## Aim of the task
Using the records below, write out again exactly the lines that begin at the line containing "find dark car" and end at the line containing "find distant city", and no other lines.
———
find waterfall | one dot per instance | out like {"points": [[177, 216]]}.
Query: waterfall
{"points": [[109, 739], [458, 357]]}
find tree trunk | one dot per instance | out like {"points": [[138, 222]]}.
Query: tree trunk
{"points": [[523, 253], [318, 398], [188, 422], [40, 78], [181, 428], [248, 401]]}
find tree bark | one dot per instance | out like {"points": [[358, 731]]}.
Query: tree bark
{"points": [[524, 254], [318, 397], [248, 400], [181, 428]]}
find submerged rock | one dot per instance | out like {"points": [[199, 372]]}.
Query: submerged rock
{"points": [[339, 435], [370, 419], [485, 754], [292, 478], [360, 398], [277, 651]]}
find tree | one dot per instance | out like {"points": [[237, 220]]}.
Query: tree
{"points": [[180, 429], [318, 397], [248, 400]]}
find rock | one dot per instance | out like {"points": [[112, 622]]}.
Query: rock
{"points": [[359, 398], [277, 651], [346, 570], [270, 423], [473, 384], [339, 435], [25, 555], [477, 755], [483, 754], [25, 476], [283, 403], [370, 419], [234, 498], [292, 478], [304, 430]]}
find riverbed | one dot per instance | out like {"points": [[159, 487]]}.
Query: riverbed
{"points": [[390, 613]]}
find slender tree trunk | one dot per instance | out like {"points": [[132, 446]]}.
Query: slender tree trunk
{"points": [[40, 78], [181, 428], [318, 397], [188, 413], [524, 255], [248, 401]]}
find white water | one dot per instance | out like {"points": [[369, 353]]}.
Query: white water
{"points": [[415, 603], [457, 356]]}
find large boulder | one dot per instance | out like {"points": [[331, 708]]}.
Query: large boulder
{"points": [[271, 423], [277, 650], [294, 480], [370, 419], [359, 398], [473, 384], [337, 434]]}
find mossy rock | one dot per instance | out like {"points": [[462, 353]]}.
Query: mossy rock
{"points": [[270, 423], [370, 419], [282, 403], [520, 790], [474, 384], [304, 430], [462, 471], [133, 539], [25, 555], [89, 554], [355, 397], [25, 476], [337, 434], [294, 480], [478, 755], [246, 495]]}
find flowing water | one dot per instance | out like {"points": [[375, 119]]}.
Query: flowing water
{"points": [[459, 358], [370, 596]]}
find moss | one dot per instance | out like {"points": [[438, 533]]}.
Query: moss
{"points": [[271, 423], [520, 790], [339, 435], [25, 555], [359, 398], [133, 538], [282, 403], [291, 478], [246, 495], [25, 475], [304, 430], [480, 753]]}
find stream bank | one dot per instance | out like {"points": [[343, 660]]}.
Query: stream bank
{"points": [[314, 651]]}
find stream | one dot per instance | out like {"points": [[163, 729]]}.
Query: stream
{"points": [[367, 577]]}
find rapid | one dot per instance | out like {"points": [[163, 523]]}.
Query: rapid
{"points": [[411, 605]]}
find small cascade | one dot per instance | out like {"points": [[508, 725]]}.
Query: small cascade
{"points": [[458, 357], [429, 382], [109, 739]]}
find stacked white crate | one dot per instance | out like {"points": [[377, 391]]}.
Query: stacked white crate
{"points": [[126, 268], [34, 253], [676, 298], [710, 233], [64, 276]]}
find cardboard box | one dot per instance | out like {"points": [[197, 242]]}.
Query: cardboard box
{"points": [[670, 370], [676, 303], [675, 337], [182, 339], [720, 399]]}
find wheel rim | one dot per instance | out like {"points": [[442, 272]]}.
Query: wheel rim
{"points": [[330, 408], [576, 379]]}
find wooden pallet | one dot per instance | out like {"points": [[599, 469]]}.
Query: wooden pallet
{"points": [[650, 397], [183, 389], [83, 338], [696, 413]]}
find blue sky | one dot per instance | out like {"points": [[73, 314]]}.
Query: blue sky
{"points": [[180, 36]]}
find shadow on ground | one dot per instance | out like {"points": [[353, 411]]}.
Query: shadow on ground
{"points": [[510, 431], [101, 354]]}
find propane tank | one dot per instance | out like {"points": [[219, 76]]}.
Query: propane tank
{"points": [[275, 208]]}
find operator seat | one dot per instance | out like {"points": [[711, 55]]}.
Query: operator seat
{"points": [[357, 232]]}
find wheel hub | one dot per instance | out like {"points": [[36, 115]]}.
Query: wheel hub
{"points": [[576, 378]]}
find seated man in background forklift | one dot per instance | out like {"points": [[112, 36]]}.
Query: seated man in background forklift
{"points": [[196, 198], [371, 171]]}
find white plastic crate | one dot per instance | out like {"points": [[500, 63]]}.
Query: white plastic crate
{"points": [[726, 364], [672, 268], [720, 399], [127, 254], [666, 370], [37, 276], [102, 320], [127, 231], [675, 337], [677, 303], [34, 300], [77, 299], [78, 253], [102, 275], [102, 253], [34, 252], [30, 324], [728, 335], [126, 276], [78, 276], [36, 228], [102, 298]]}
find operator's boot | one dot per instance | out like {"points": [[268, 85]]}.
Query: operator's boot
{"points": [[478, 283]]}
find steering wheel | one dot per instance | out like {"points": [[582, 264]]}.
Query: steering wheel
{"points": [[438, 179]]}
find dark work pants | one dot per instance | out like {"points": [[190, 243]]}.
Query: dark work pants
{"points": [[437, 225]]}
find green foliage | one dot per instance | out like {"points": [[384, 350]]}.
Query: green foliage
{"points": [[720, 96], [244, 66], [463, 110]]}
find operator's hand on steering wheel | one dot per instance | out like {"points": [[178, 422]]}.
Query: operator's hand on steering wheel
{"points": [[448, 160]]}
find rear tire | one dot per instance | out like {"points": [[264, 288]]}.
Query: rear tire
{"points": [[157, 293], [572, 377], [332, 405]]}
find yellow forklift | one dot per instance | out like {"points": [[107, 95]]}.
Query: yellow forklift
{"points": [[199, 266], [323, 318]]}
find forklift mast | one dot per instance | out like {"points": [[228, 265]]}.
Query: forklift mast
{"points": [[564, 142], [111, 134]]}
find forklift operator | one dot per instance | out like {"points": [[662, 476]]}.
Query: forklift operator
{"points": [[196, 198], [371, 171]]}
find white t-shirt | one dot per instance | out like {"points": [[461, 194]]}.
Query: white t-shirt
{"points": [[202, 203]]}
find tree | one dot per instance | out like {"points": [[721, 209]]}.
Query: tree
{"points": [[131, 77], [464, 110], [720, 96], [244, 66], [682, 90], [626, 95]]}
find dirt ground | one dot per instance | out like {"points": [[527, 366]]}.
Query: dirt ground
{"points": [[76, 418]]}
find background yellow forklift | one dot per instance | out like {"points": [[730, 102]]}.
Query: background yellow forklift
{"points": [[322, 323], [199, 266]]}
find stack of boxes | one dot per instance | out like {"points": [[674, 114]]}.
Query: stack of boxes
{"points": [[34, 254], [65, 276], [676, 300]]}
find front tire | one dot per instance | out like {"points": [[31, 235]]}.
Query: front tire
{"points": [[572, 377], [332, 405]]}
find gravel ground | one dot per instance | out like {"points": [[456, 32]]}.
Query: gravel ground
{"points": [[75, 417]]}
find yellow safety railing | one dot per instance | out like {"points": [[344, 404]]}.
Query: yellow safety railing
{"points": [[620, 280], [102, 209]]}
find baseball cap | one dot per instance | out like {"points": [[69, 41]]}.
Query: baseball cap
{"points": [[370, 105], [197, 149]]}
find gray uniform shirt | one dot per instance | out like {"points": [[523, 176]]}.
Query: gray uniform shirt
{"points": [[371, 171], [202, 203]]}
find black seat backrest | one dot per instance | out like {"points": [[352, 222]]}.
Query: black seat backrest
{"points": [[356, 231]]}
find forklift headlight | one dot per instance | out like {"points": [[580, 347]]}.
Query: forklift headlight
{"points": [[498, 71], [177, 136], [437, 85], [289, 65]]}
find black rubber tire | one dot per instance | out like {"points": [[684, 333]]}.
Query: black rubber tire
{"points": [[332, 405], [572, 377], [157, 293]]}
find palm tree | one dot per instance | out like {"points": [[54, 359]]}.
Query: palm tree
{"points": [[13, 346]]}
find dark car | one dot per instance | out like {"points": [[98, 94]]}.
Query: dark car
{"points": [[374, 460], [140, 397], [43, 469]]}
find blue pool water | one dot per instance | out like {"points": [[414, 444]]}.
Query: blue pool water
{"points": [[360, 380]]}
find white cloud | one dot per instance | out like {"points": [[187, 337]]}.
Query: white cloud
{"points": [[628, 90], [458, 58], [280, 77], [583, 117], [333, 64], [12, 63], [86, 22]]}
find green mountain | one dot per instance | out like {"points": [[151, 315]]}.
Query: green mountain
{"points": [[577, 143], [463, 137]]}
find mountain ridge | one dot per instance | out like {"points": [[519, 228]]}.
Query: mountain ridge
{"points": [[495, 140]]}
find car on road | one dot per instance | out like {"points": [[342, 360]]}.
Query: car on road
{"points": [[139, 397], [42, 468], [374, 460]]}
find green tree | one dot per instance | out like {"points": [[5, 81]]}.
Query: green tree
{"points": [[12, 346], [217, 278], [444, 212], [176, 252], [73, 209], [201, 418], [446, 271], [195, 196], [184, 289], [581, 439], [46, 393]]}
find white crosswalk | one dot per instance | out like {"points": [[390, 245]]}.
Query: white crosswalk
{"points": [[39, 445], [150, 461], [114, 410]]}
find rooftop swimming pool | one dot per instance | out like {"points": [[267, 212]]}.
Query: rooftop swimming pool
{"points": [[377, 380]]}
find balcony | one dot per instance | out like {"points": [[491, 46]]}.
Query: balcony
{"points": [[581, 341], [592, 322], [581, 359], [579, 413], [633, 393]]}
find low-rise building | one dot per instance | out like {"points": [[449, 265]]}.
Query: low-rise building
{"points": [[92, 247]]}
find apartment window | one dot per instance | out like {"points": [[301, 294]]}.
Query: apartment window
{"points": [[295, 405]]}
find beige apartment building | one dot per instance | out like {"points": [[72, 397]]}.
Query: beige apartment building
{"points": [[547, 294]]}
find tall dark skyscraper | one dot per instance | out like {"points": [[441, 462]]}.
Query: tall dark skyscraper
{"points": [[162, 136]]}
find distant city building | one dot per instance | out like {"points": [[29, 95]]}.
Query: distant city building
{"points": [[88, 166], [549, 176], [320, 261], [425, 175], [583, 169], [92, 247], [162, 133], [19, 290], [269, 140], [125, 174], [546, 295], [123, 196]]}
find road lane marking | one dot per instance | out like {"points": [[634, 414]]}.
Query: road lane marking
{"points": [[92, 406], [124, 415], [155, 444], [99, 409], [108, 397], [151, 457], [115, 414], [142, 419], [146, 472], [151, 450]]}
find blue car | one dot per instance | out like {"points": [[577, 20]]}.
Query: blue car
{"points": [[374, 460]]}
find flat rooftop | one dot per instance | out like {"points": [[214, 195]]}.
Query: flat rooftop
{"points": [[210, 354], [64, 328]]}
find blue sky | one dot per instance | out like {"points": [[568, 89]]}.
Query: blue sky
———
## The completed task
find dark car | one dot per instance | out like {"points": [[98, 94]]}.
Query: dark car
{"points": [[374, 460], [140, 397], [43, 469]]}
find blue pool water | one dot per instance | out like {"points": [[414, 444]]}.
Query: blue pool water
{"points": [[360, 380]]}
find white cloud | one dot per instance | out like {"points": [[187, 337]]}.
Query: white cloud
{"points": [[628, 90], [458, 58], [280, 77], [583, 117], [333, 64], [12, 63], [86, 22]]}
find green mountain | one dot per instance | out like {"points": [[151, 315]]}.
Query: green mountain
{"points": [[577, 143], [463, 137]]}
find mountain ridge | one dot per instance | out like {"points": [[519, 228]]}.
Query: mountain ridge
{"points": [[495, 140]]}
find car on road | one dot per instance | out like {"points": [[342, 360]]}.
Query: car on road
{"points": [[139, 397], [42, 468], [374, 460]]}
find green tree | one dot per instance | out like {"points": [[5, 81]]}.
Query: green tree
{"points": [[12, 346], [217, 278], [444, 212], [176, 252], [73, 209], [201, 418], [446, 271], [195, 196], [184, 289], [581, 439], [46, 393]]}
find white crosswalk | one dot per instance | out like {"points": [[390, 245]]}.
Query: white crosswalk
{"points": [[39, 445], [150, 461], [114, 410]]}
find rooftop swimming pool | one dot per instance | out like {"points": [[267, 212]]}.
Query: rooftop swimming pool
{"points": [[377, 380]]}
find balcony | one dot per instance | out like {"points": [[491, 46]]}.
Query: balcony
{"points": [[581, 341], [592, 322], [581, 359], [579, 413], [633, 393]]}
find low-rise building | one dot per instance | out like {"points": [[449, 265]]}.
Query: low-rise building
{"points": [[92, 247]]}
find apartment window | one dot per instance | out like {"points": [[301, 294]]}.
Query: apartment window
{"points": [[295, 405]]}
find beige apartment building | one dot per instance | out like {"points": [[72, 397]]}.
Query: beige apartment building
{"points": [[547, 294]]}
find tall dark skyscraper | one dot per instance | out like {"points": [[441, 462]]}.
Query: tall dark skyscraper
{"points": [[162, 136]]}
find distant city building | one dot per instance | out like {"points": [[29, 95]]}.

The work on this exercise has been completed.